▶ _Reto A_:
Reescribe como lista numerada, omitiendo las líneas en blanco, el tramo de los registros que empieza en la línea que contiene "hedge and record integer pixel coordinates." y sigue hasta el final de los registros, con ambos extremos incluidos.

▶ _Texto proporcionado_:
La última palabra de Ted Hughes (1930-1998)
Tedi López Mills 31
enero 1999
El poder de la poesía, según Ted Hughes, es hacer que las
cosas ocurran como uno quiere que ocurran. Esta atribución, en su caso, tiene
algo de ominoso. En dos ocasiones a Hughes le ocurrieron cosas que lo acercaron
más a la nota roja que a la musa. El suicidio de su primera esposa, la poeta
Sylvia Plath, en 1963, y el ulterior suicidio de su segunda mujer, Assia Wevill
–quien también mató a Shura, la hija de ambos– en 1969, parecerían colmar
cualquier deseo de acontecimientos y sacrificar el postulado de una estética
futurista a favor de algo más tenue: la mera sucesión cronológica. La poesía,
en este espacio más modesto, sería lo que sucede después de los hechos y su
poder consistiría no en revelarlos, sino en concederles el rango supremo de un
destino. De esta manera, sólo en retrospectiva cobraría sentido el dictamen de
Hughes: escribir acerca del pasado como si uno lo hubiera determinado de
antemano. Así, la inevitable consumación podría asemejarse a una forma discreta
de profecía. El tiempo verbal de su expresión sería lo de menos.
Hughes, en cierto modo, extremó aún más este futuro del
pasado: intentó inventarle una vida a la muerte. Lo hizo primero en 1970, con
su libro Crow, escrito para conmemorar a Assia Wevill y a Shura; y más tarde,
en febrero de 1998, con Birthday Letters, el homenaje casi póstumo que le
dedicó a Sylvia Plath, a unos cuantos meses de su propia muerte, el 28 de
octubre, recién cumplidos los 68 años.

Entradas guardadas:
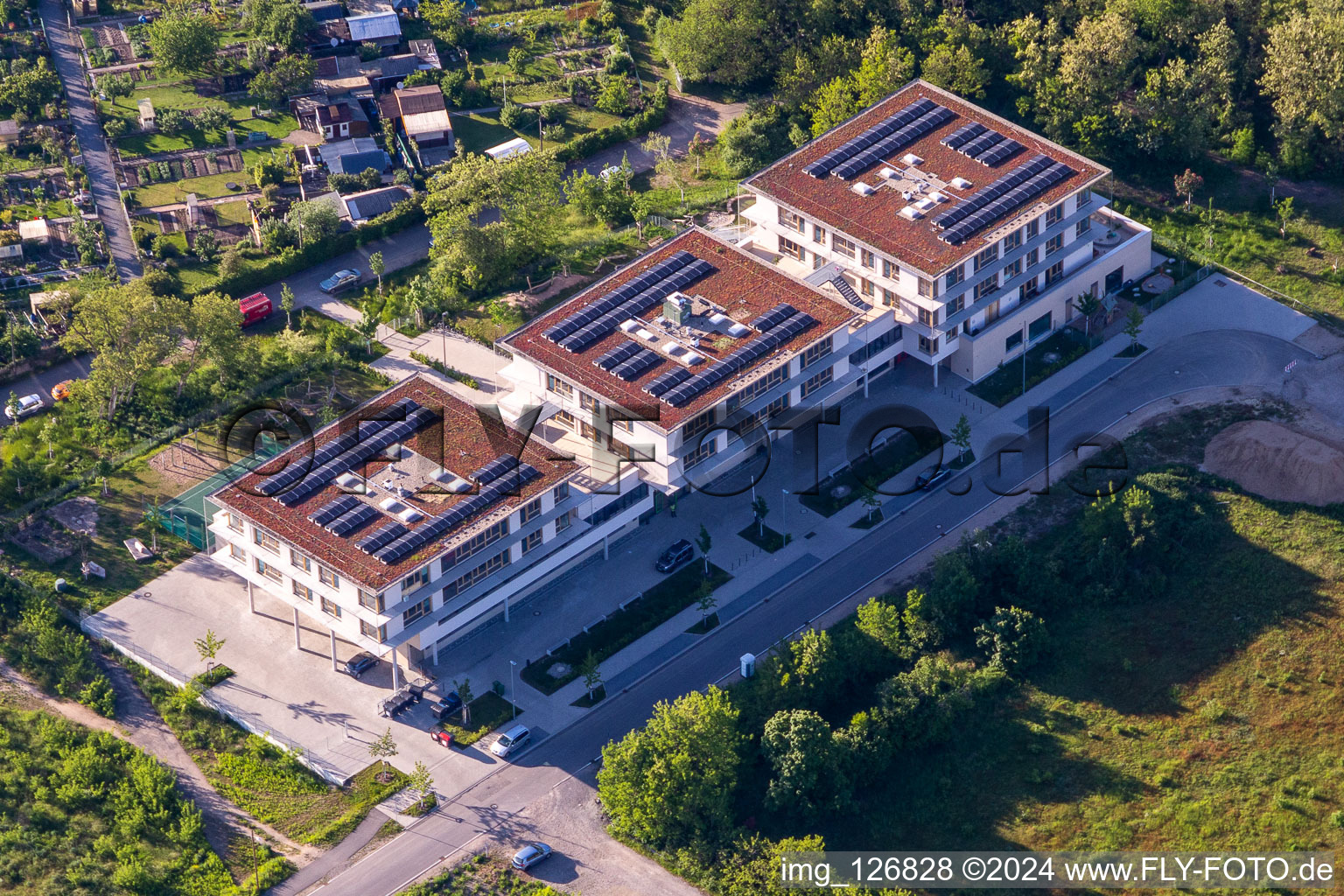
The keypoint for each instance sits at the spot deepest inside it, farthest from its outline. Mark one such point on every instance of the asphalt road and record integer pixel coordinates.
(84, 117)
(1205, 359)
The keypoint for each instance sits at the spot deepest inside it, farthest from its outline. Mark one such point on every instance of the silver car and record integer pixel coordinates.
(529, 856)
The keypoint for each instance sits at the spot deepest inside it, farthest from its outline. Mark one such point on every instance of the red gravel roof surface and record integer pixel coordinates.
(463, 444)
(742, 285)
(875, 220)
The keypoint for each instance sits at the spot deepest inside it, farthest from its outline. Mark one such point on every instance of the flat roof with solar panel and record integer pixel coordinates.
(858, 178)
(734, 313)
(396, 482)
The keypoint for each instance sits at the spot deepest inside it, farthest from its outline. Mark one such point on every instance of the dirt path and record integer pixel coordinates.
(138, 723)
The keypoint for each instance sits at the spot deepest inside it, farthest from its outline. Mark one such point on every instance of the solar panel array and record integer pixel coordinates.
(634, 298)
(461, 511)
(637, 364)
(890, 145)
(787, 324)
(870, 137)
(356, 448)
(1002, 196)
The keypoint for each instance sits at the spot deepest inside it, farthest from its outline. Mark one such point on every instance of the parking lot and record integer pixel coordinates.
(292, 693)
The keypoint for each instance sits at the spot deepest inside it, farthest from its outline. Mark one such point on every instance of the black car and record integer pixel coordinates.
(360, 662)
(676, 555)
(930, 479)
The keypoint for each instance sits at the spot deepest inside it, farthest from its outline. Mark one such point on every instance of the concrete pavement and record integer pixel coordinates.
(84, 117)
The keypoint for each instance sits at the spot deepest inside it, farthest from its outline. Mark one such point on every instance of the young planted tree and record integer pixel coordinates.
(375, 263)
(208, 648)
(286, 304)
(704, 542)
(383, 747)
(962, 437)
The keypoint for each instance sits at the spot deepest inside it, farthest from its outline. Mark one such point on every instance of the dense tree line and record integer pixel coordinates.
(831, 717)
(1125, 80)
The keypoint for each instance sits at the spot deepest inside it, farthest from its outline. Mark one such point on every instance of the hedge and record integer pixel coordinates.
(292, 261)
(636, 125)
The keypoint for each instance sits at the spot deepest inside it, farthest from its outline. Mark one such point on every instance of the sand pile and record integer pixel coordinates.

▶ _Reto B_:
Enumera todas las personas cuya muerte se menciona en el ensayo sobre Ted Hughes.

▶ _Respuesta A_:
1. The keypoint for each instance sits at the spot deepest inside it, farthest from its outline. Mark one such point on every instance of the hedge and record integer pixel coordinates.
2. (292, 261)
3. (636, 125)
4. The keypoint for each instance sits at the spot deepest inside it, farthest from its outline. Mark one such point on every instance of the sand pile and record integer pixel coordinates.

▶ _Respuesta B_:
Sylvia Plath
Assia Wevill
Shura
Ted Hughes